◆ **YOUR GOAL**:
Every line below needs to be transcribed without alteration, and no image may be carried over.

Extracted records

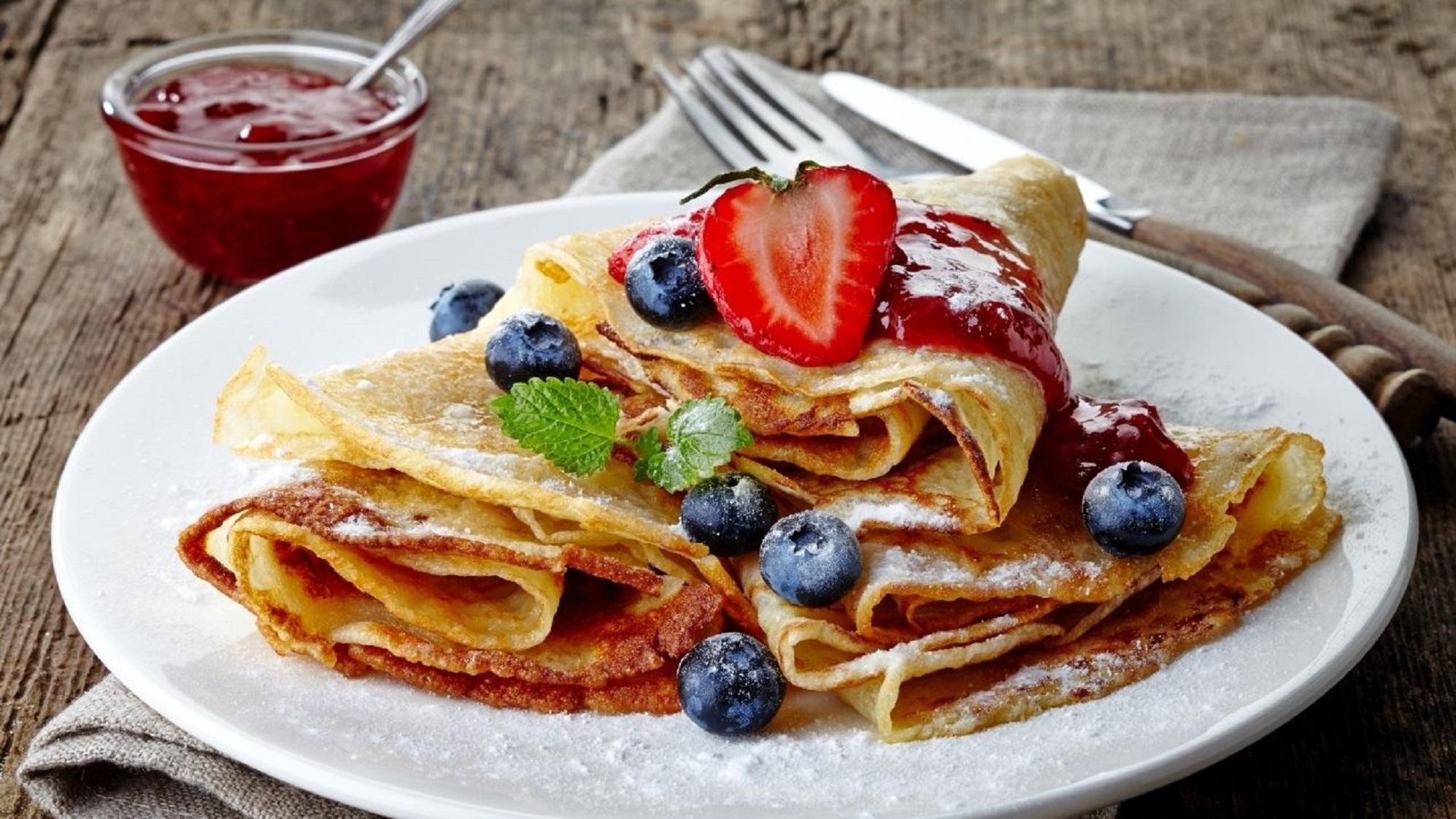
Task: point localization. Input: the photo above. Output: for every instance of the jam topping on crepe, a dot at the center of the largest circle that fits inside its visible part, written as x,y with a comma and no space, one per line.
957,283
1087,436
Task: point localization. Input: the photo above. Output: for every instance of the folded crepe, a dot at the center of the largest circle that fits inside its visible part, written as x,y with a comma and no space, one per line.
952,634
374,572
425,412
833,436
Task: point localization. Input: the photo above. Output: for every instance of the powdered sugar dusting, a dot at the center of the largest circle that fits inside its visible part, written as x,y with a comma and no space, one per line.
894,515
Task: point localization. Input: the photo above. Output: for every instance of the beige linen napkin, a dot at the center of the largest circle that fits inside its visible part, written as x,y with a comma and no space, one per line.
1296,175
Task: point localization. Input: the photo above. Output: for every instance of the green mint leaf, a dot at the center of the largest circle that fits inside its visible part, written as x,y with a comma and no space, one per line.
573,423
702,434
650,453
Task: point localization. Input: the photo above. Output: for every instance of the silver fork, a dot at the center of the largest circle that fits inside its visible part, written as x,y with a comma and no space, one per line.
750,118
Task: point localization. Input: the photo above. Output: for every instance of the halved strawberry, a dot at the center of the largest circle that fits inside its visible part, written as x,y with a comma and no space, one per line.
794,264
685,225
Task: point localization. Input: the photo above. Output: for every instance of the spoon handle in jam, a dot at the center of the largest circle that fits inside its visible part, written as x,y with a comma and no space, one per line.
415,25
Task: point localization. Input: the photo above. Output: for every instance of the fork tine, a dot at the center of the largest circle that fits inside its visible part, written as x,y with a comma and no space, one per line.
731,146
766,115
778,158
814,121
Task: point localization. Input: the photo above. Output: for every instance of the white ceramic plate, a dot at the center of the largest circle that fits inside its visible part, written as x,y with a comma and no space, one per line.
145,466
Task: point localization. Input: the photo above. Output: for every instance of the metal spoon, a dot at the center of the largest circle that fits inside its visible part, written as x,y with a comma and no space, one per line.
415,25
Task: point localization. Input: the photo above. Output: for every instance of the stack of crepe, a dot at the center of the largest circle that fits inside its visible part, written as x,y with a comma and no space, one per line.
430,547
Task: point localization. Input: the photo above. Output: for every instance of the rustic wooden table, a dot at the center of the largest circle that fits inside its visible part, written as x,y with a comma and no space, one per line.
528,93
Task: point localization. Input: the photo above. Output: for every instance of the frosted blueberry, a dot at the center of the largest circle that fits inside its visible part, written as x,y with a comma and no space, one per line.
1133,509
730,684
529,346
728,513
810,558
461,307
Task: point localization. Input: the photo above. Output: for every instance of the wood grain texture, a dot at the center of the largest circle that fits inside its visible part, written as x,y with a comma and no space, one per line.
528,93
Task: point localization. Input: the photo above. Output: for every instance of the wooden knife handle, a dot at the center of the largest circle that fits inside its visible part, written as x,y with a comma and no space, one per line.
1410,396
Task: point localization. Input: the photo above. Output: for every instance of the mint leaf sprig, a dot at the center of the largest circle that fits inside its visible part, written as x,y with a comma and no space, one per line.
574,424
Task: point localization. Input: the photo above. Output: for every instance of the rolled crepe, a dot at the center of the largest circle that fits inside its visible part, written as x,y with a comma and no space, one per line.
367,570
942,634
836,434
425,412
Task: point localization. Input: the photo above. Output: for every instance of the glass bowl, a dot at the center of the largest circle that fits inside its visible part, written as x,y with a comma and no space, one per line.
247,210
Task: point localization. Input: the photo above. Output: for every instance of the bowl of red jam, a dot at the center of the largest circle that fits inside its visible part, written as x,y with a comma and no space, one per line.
248,153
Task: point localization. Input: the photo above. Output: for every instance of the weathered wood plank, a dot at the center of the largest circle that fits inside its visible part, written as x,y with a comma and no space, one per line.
528,93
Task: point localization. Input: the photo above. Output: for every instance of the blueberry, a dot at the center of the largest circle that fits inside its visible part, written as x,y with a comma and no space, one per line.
810,558
529,346
461,307
730,684
728,513
1133,509
663,285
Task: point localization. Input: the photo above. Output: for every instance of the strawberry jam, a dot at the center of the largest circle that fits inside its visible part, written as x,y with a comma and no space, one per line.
1087,436
247,168
683,225
258,104
957,283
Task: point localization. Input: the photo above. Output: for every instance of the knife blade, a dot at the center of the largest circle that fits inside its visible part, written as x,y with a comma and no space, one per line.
961,140
1414,382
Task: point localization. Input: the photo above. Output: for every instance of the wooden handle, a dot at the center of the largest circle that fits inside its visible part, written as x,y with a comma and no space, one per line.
1411,400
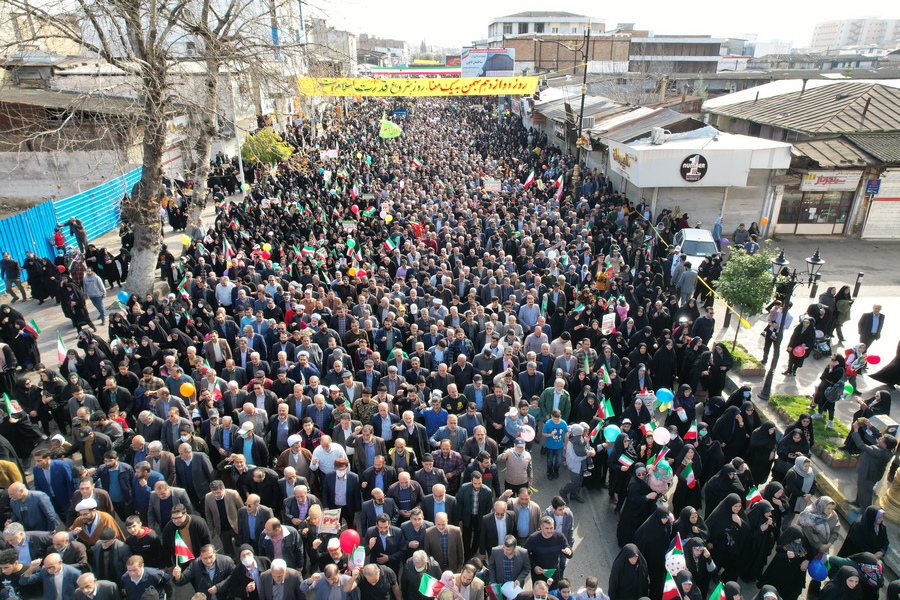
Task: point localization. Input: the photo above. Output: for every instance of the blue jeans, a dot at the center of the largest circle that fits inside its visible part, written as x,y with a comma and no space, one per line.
554,460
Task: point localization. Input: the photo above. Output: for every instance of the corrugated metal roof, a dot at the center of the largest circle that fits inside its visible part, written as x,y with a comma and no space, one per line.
883,146
841,107
834,152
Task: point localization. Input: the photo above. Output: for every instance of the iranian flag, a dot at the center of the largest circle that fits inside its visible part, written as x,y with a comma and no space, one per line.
670,590
648,428
60,349
429,586
688,474
691,432
718,593
182,552
625,460
753,496
530,180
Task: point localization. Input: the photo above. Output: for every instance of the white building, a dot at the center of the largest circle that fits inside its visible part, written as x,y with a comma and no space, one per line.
536,22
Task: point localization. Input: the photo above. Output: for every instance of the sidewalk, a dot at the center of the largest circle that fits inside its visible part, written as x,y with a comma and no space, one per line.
880,285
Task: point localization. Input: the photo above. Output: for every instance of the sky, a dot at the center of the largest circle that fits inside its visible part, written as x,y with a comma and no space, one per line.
459,22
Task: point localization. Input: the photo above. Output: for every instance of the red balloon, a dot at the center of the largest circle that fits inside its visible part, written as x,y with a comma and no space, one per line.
349,541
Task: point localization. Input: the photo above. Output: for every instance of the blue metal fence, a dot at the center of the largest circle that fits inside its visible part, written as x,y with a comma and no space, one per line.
98,208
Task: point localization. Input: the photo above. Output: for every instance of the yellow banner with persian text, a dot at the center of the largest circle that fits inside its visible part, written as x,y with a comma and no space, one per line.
436,86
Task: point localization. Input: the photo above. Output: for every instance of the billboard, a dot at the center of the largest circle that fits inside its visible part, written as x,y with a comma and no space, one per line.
488,62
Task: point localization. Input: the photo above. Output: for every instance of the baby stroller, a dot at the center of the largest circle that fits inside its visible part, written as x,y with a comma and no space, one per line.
822,346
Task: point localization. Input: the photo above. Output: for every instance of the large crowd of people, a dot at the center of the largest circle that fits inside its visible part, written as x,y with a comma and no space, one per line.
363,362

◆ **EXERCISE OUTPUT**:
Task: point localization. Input: the photo above. Output: for every instance of the jam topping on crepe, a dot at the center of the largest circle that fits inside its visible part, written as x,y with a comma and no space, one per line.
957,283
1087,436
Task: point localization. Input: the photo above. Output: for every instance of the folded crepe, a dot at the center of the largest circle that fits inside its visible part, written as x,y with a comma and no space, one per line.
952,634
374,572
425,412
833,436
Task: point localization. Input: the photo above. Output: for every instance of the powdered sugar dusting, a dot at the center of the largest circle that fits inside its visible part, written as x,y with a comma and no space, one per line.
894,515
Task: point localization. Input: the photo above. Output: for every instance of the beige linen napkin, a dot at the center of the largest circle that fits inside its visible part, written as x,y with a comma and no space, one per line.
1296,175
Task: point localization. Input: the photo above. Output: for every instance of the green mint leaf, a dot at the center of the largest circle that fits inside its visible part, written as x,y with a comma and no space, one per line.
573,423
702,434
650,453
Task: point localization. Input: the photo above. Output: for every instance of the silver fork, a dot at the center of the largest circle that fits inside its visible part, written as x,y with a comma and no space, one per line.
750,118
Task: point localization. Input: the photo above. Output: for every instance of the halved strawberry, a dot at the center of the largest circle that fits inside its visible part, written as x,y with a comma and no space, one per line.
794,264
685,225
Task: point localization. Input: the photo above. Output: for every instance of the spoon handle in jam, a dot at the center of the largest circle that fits inside its visible part, written as x,y with a comma and no space, one per line.
415,25
Task: point localization. Input: the photo above. Output: for every instance of the fork tine, a dot at the center of the largest circle that fits inside its visible part, written as x,y with a comma and no space, one per line.
731,146
766,115
778,158
814,121
Task: point localization. Input: the photo above. Output: for every instance of the white ceramic plate, a dot at the center of the largest circle that fits inside its visible part, written as x,y with a comma and no space, one per line.
145,466
Task: point localization. Input: the photo above. Output: for every instance of the metal spoon, a dot at the center of the largest circle that fits inside its visible part, written as x,y with a comma and no space, one per line.
415,25
Task: point localization. Input: the photo above. Output: for every instance of the stack of crepe, a dot at the center of the largest circle that fits inside its visible part, written as x,y with a comma and no space, one per line.
430,547
Task: point localization. Input: the photo above. Output: for every instance of the rustic wooden table, a dot at the center of the largest circle that fits inside its visible part, written as x,y with a comma and no space, one per line.
528,93
Task: point localization. Input: the photo above. Output: for every instance of the frosted blueberry, a dot at the center of the largest circle that fits inside its visible part, written as x,y with a comma and no space, one per line.
1133,509
730,684
529,346
728,513
810,558
461,307
Task: point localization. Input: the photo above. Output: for every instance of the wood grain texture, a dot at the center of the largest circle that fits inside its visible part, written as x,y with a comma and no space, one per line.
528,93
Task: point localization. Input: the photo above. Output: for every instance of the wooden knife handle, a dot at the center of the largest circle that fits inside its visible part, written as x,y with a comma and no space, one per line.
1410,396
Task: point localization. Input: the photo above. Output: for every instance of the mint leaf sprig, a dot at the center of the largest circle that fits inside its visible part, written as x,y with a comma and no space, one per line.
574,424
Task: point localization. Input: the photo above. Output: for every instance of the rolled crepe, a dot at the center of the largest circle that fits inside its visible part, written as x,y with a comma and no space, one per line.
367,570
942,634
836,434
425,412
Task: point localization. Input: the photo above. Output: for every instance of the glass bowl, a dot at the center of the largest circle that fits inside its visible part, written as x,y with a comma and no space, one per line.
247,210
Task: point localization. Input: the photo above. Output: for every instance of the bowl of red jam, a dot at the center of the largest circle that fits inside its visible part, written as x,y with a comma and no space, one per line.
248,153
Task: point localization. Input: the photo above. Output: for every instance of the weathered wood plank, a dot at the center of the largest circle that fits inside its visible part, written as x,y with a comma and no space, one per line.
528,93
Task: point localization. Input: the photo above. Output: for every instance of the blueberry, a dot at the center of the largest circle that fits inside its visible part, written as x,y with a comma and no space, one per line.
810,558
529,346
461,307
730,684
728,513
1133,509
663,285
Task: point localization. Input: the photo above. Output: for every instance of the strawberry jam, a dot at the center of the largest circle that fits inside its visible part, written as x,y with a comma and no space, one per line.
1087,436
247,168
683,225
258,104
957,283
Task: point localization. Input: the photo above. Output: for every instance of the knife blade, a dot at the center of the largest circle that fits inside its visible part, written as x,y with a comma and no space, one per line.
961,140
1414,382
Task: point localization. Input: the photo above. Output: for every instance of the wooden handle, a dot at the center of the largest circle that fits inside its visible part, written as x,y with a comma and no space, one per line.
1411,400
Task: point localization. Input: the photo above. Output: for every instance of the blue jeans, a dot at the center of the largest circle that fits inside its visible part, written as x,y with a comma and no space, one per line.
554,460
Task: point localization. Input: the photo above. Output: for every instance of the corrugated metal roof, a dot at the center of the largest circle that fits inside its visible part, written as x,y with a comma and no space, one per line.
883,146
841,107
834,152
Task: point localization. Input: the photo above. Output: for every instance of the iranian flag, a dot at the center of the largest circle that fits inside its visible part, written as x,y with a comma and no space, one per line.
670,590
648,428
60,349
429,586
688,474
691,432
718,593
182,552
625,460
753,496
530,180
Task: point localization. Input: the photo above. Output: for every instance of the white building, a dot at the center of the largest circle that fits inside its visible part, written as x,y with a comma and no space, one per line.
536,22
Task: point localization. Input: the photo above. Output: for every instance of the sidewalk, a dot at the center of the largest circle that fits inside its visible part, written as x,y with a comma and no space, one per line.
880,285
Task: point localization. Input: the photo above. Output: for every instance of the sky, a dot at the center of the largest circle that fits inside its visible part, written as x,y with a comma and no space, one per line.
459,22
Task: point localization. Input: the photo above. Output: for every instance of the red balloon, a dot at the center of the largest circle that fits inside its visible part, written as x,y with a comma and no space, one per line.
349,541
Task: point localization. Input: the photo above. Output: for every instance of the blue metal fence, a dot at the center of the largest circle that fits inside its visible part, written as x,y with a comma and no space, one per line.
98,208
Task: point localization. Input: the photo above. Output: for every instance of the yellow banner with persian text, a dot at the center of the largest circle that fits inside its visible part, written as x,y with a comma and no space, one per line.
436,86
Task: point localization. Input: the photo above. Output: for every instance of the billboard, a dot at the center of the largest circle that fits inside its visible part, written as x,y with a comma and no space, one per line.
488,62
Task: point localization. Input: the photo above. Output: for every instance of the baby stroller, a dot at the center of the largest circle that fits inside its visible part, written as x,y with a comma and no space, one per line.
822,346
Task: point localization. Input: the photo above. Output: for every instance of the large crowd of people, a dot at the center of the largest circle that fits inside its visible part, written as x,y with a comma and no space, one per line.
363,362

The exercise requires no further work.